-- Work to complete --
(a) According to the article on Australian drug use, when was morphine prohibited in Australia?
(b) Reproduce the article on Australian drug use word for word from "Australians are no" to "most expensive prices.".

-- Passage to read --

•••••

Australians are no strangers when it comes to illicit drug use. According to the United Nation’s 2014 World Drug Report Australia surpasses every other country when it comes to ecstasy and cannabis use, was third for methamphetamines and fourth for cocaine. More than 40 per cent of us have used drugs illicitly and we have one of the highest rates of illegal use per capita despite also having some of the most expensive prices.
The Daily Telegraph reports more than 10 per cent of the working-age population regularly use cannabis, with 1.9 million people aged 15-65 using it in the last 12 months.
The World Drug report also showed that annual use among Australians and New Zealand for all drugs except for opiates like heroin “remain much higher than the global average.”
Is Australia losing its war on drugs?
With these kinds of numbers it looks like we are losing our war on drugs. The drug problem is all about supply and demand. With reduced demand there would be a less lucrative market for drug manufacturers and distributers. We need to look first at what is creating the demand and why Australia leads the world in illicit drug use if we will ever be successful with our war on drugs.
Whether prescribed or illegal, why do Australians love their drugs so much? First, let’s look at the historic basis for our current drug use. Earlier in the 20th Century, Australians were exposed to narcotics such as heroin, morphine and cannabis through “medicinal” preparations that were legally prescribed by doctors. In fact, morphine “was not prohibited in Australia until July 1953.” However, prohibitive laws have proven to be ineffective as an unprecedented use exploded in the 1990s, according to James Rowe\s article in the Conversation.
People are dying from drug overdoses and communities are being ravaged because Australia believes more in crime and punishment then it does on taking responsibility for the drug problem. Instead it leaves the criminal black market in control of quality and pricing.
As James Rowe highlights, when the government stands back and hands control to a market that is purely motivated by profit, “it abrogates all responsibility to provide the means to protect the people it purports to govern” and is “actively harming the people it is supposed to help.”
Why drugs should be decriminalised.
The question is, since the law and order approach has completely failed to deter drug use according to critics, then what should we as a nation do to manage it and the harms associated with it? In our war on drugs we tend to forget that the people who are using drugs are every day citizens who for one reason or another have become involved in drugs. They are your brother, your co-worker, your neighbour, your parent and your child.

•••••

-- Entries supplied --
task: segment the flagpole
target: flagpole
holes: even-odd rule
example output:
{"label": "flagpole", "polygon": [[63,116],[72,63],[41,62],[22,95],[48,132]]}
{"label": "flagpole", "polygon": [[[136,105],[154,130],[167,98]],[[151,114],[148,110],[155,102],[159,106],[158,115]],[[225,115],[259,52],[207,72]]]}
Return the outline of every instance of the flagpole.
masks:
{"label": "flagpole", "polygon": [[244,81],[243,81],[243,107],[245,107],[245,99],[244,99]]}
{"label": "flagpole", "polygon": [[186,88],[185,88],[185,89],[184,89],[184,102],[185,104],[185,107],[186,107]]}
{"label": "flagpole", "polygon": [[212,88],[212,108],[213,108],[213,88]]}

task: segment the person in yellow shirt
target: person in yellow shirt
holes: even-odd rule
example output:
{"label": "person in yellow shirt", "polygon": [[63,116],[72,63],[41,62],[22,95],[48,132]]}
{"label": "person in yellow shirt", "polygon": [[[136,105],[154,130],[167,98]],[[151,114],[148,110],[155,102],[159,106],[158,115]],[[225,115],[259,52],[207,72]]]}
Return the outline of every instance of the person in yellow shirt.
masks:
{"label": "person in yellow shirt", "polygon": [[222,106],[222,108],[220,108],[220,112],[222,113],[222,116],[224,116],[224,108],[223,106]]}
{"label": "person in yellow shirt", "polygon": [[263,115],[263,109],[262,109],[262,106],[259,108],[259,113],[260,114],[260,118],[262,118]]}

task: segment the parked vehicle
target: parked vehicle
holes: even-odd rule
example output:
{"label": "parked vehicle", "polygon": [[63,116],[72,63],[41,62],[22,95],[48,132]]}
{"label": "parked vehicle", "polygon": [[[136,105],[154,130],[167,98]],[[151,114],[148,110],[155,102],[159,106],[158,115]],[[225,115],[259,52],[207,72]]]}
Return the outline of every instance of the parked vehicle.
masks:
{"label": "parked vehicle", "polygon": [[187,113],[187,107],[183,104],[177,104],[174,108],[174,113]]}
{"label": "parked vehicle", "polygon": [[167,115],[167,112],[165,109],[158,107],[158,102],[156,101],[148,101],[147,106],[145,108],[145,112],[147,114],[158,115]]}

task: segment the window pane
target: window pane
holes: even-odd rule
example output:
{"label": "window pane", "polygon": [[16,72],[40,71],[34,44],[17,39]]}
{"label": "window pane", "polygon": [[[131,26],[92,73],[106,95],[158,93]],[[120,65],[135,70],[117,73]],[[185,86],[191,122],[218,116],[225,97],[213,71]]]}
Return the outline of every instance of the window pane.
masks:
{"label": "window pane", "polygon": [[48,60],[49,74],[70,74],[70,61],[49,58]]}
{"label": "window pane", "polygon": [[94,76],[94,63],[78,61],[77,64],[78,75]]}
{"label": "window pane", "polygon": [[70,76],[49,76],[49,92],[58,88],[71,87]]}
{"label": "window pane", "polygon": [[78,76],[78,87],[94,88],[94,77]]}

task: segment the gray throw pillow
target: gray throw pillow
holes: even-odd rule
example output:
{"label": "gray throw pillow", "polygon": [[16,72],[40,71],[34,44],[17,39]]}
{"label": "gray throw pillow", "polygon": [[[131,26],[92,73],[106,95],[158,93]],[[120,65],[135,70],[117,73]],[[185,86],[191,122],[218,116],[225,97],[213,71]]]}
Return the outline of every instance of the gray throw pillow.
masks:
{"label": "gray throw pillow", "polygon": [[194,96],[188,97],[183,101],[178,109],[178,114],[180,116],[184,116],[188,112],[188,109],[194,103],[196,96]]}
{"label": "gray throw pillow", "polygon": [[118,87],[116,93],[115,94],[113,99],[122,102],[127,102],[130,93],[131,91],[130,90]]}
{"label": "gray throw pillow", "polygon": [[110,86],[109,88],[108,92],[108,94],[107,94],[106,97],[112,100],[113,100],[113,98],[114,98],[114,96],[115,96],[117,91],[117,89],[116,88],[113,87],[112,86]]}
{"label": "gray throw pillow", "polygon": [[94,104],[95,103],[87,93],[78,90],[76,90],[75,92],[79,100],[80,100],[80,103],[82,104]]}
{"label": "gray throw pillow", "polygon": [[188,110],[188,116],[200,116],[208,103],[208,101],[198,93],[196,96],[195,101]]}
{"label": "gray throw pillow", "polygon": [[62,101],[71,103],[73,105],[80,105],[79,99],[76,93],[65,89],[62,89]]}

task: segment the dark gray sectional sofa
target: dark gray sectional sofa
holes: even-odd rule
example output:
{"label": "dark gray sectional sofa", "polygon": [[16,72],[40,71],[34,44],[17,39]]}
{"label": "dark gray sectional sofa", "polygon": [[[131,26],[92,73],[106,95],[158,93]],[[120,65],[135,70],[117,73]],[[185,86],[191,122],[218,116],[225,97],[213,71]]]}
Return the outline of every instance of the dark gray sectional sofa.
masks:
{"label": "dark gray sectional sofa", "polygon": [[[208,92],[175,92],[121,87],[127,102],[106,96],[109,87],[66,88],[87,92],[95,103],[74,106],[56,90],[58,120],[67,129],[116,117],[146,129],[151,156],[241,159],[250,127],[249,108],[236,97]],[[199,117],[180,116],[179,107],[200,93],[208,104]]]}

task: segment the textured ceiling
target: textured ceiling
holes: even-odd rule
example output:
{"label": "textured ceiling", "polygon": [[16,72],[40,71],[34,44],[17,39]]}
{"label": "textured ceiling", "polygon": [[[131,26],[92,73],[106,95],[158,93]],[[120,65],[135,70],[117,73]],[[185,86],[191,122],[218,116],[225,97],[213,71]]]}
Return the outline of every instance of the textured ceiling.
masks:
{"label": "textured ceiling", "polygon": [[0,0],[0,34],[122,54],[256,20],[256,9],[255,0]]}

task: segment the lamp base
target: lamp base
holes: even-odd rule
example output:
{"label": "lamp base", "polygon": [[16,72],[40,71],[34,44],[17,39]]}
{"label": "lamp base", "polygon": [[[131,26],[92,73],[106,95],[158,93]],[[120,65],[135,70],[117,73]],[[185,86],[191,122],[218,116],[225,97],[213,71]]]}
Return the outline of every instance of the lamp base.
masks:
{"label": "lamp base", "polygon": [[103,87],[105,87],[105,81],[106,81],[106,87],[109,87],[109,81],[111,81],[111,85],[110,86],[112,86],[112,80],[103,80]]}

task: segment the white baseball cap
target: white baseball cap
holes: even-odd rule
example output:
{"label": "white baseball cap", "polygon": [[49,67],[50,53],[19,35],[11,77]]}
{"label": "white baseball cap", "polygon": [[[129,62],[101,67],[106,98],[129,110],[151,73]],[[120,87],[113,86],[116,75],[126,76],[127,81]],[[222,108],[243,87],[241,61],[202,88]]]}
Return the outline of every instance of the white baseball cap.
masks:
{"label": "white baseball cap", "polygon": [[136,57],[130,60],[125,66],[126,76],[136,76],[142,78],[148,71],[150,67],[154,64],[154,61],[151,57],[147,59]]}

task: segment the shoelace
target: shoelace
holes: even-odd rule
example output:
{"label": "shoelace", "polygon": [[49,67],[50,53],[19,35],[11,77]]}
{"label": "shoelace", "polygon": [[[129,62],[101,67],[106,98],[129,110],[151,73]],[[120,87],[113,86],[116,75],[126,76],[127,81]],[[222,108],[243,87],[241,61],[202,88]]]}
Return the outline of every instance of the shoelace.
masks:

•••••

-- Solutions by task --
(a) July 1953.

(b)
Australians are no strangers when it comes to illicit drug use. According to the United Nation’s 2014 World Drug Report Australia surpasses every other country when it comes to ecstasy and cannabis use, was third for methamphetamines and fourth for cocaine. More than 40 per cent of us have used drugs illicitly and we have one of the highest rates of illegal use per capita despite also having some of the most expensive prices.